- **Requirements**
Here are some records. Copy each one exactly.

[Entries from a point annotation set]
# # # # # # #

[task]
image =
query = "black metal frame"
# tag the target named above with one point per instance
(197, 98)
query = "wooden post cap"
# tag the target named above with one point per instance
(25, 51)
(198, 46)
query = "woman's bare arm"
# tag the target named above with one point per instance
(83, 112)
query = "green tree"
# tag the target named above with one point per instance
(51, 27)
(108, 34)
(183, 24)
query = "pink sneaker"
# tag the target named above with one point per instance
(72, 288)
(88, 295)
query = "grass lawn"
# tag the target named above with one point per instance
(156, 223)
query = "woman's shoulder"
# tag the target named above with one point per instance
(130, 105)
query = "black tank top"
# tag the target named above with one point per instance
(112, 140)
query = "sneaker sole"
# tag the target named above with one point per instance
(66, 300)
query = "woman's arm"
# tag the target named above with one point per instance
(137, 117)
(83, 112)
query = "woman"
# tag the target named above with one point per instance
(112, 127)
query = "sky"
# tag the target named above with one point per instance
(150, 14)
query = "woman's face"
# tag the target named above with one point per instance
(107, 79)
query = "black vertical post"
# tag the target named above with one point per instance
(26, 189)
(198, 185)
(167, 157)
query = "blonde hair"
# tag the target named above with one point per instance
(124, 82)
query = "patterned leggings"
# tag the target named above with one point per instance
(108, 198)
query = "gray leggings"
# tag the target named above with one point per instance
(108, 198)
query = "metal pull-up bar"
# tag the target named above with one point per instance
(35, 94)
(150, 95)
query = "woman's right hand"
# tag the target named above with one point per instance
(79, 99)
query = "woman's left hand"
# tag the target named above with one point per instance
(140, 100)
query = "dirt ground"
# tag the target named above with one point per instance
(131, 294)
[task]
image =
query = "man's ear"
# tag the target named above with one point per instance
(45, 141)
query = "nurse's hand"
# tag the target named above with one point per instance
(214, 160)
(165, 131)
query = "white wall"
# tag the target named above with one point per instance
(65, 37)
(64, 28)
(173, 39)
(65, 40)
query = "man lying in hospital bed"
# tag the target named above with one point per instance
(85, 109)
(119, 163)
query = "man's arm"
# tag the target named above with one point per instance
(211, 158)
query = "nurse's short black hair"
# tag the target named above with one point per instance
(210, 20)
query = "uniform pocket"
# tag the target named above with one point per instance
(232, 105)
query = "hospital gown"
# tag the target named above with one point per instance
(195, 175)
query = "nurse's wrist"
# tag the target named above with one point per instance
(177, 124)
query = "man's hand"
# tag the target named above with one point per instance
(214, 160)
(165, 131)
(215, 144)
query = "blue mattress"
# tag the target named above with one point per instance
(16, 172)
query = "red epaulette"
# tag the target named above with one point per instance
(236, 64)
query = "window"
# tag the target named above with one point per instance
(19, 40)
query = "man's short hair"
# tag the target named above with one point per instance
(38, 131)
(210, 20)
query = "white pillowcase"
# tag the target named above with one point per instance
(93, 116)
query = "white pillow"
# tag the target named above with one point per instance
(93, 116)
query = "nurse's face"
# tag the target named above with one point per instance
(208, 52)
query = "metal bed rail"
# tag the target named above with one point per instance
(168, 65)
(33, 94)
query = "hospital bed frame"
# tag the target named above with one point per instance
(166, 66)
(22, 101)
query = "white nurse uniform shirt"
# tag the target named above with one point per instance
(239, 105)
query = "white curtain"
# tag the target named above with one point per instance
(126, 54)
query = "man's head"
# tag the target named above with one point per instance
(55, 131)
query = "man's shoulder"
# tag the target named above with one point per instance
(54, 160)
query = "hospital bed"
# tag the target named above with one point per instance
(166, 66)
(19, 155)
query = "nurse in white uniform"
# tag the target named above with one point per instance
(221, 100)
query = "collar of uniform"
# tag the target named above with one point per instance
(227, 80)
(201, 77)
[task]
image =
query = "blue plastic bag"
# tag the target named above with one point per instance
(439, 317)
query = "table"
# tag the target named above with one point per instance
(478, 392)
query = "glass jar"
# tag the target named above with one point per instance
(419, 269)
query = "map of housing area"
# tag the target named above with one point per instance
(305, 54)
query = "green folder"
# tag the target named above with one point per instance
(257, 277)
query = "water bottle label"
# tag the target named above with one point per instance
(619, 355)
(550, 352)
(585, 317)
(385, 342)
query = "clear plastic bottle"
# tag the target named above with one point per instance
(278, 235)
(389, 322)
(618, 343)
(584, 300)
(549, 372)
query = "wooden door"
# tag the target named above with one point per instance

# # # # # # #

- **Full answer**
[task]
image =
query = "black metal frame"
# tag the target named above with one point per instance
(197, 98)
query = "wooden post cap"
# tag the target named above with one point per instance
(25, 51)
(198, 46)
query = "woman's bare arm"
# tag the target named above with one point per instance
(83, 112)
query = "green tree"
# tag the target named above with one point per instance
(51, 27)
(108, 34)
(183, 24)
query = "pink sneaker"
# tag the target named above with one point per instance
(72, 288)
(88, 295)
query = "grass lawn"
# tag the target named above with one point per instance
(156, 223)
query = "woman's shoulder"
# tag the target named above with one point per instance
(130, 105)
query = "black tank top"
# tag the target named above with one point per instance
(112, 140)
query = "sneaker sole"
# tag the target named above with one point per instance
(66, 300)
query = "woman's arm"
# tag the target named above with one point per instance
(137, 117)
(83, 112)
query = "woman"
# tag the target named above with one point per instance
(112, 127)
query = "sky"
# tag the target named above with one point per instance
(150, 14)
query = "woman's face"
# tag the target named above with one point per instance
(107, 79)
query = "black vertical post"
# tag the target named above with one point per instance
(26, 189)
(198, 185)
(167, 157)
query = "blonde hair"
# tag the target named above with one point per instance
(124, 82)
query = "patterned leggings"
# tag the target named above with one point per instance
(108, 198)
query = "gray leggings"
# tag the target named above with one point per instance
(108, 198)
query = "metal pull-up bar"
# tag the target named above with one point per instance
(35, 94)
(150, 95)
query = "woman's right hand"
# tag the target named above with one point per instance
(79, 99)
query = "woman's left hand"
# tag the target named above with one point per instance
(140, 100)
query = "dirt ground"
# tag the target named above with one point per instance
(131, 294)
[task]
image =
query = "man's ear"
# tag the target named above with one point per instance
(45, 141)
query = "nurse's hand"
# tag the target named above with one point per instance
(214, 160)
(165, 131)
query = "white wall"
# tag the target named above with one point per instance
(65, 37)
(64, 28)
(173, 39)
(65, 40)
query = "man lying in hospital bed"
# tag the target named above with one point per instance
(85, 109)
(119, 163)
query = "man's arm"
# tag the target named above with one point per instance
(211, 158)
query = "nurse's short black hair"
# tag the target named above with one point per instance
(210, 20)
query = "uniform pocket"
# tag the target named above with one point per instance
(232, 105)
query = "hospital gown"
# tag the target named above with one point per instance
(195, 175)
query = "nurse's wrist"
# tag the target named above with one point per instance
(177, 124)
query = "man's hand"
# tag the target named above with one point per instance
(214, 160)
(165, 131)
(215, 144)
query = "blue mattress"
# tag the target named above with one point per instance
(16, 172)
query = "red epaulette"
# tag the target named above with one point per instance
(236, 64)
query = "window"
# tag the target named above with one point per instance
(19, 40)
query = "man's short hair"
# tag the target named above with one point per instance
(38, 131)
(210, 20)
query = "white pillowcase"
# tag the target named above with one point per instance
(93, 116)
query = "white pillow"
# tag the target named above with one point per instance
(93, 116)
query = "nurse's face"
# tag the target named above with one point per instance
(208, 52)
query = "metal bed rail"
# tag the target named above with one point per instance
(168, 65)
(33, 94)
query = "hospital bed frame"
# tag the target named above with one point per instance
(166, 66)
(22, 101)
query = "white nurse uniform shirt"
# tag the target named above with one point per instance
(239, 105)
query = "white curtain"
# tag the target named above with one point per instance
(126, 54)
query = "man's head"
# tag the target named above with one point per instance
(55, 131)
query = "man's shoulder"
# tag the target named above with one point per instance
(54, 160)
query = "hospital bed"
# tag the target named above with one point per instance
(166, 66)
(19, 155)
query = "nurse in white uniform"
# tag the target named above with one point per instance
(221, 100)
query = "collar of uniform"
# tag the target named above with one point per instance
(227, 80)
(201, 77)
[task]
image =
query = "blue plastic bag"
# tag the target named above with one point per instance
(439, 317)
query = "table"
# tag the target named above with one point per instance
(478, 392)
query = "glass jar"
# tag the target named above with one point per instance
(419, 269)
query = "map of housing area"
# tag the target named above with one point per instance
(305, 54)
query = "green folder"
# tag the target named above with one point per instance
(257, 277)
query = "water bottle label"
# tag the target named above with one point per instance
(619, 355)
(550, 352)
(585, 317)
(385, 342)
query = "clear plastic bottle"
# tag the target named above with one point per instance
(278, 235)
(389, 322)
(618, 343)
(584, 300)
(549, 372)
query = "wooden door"
# tag the target named above with one point per instance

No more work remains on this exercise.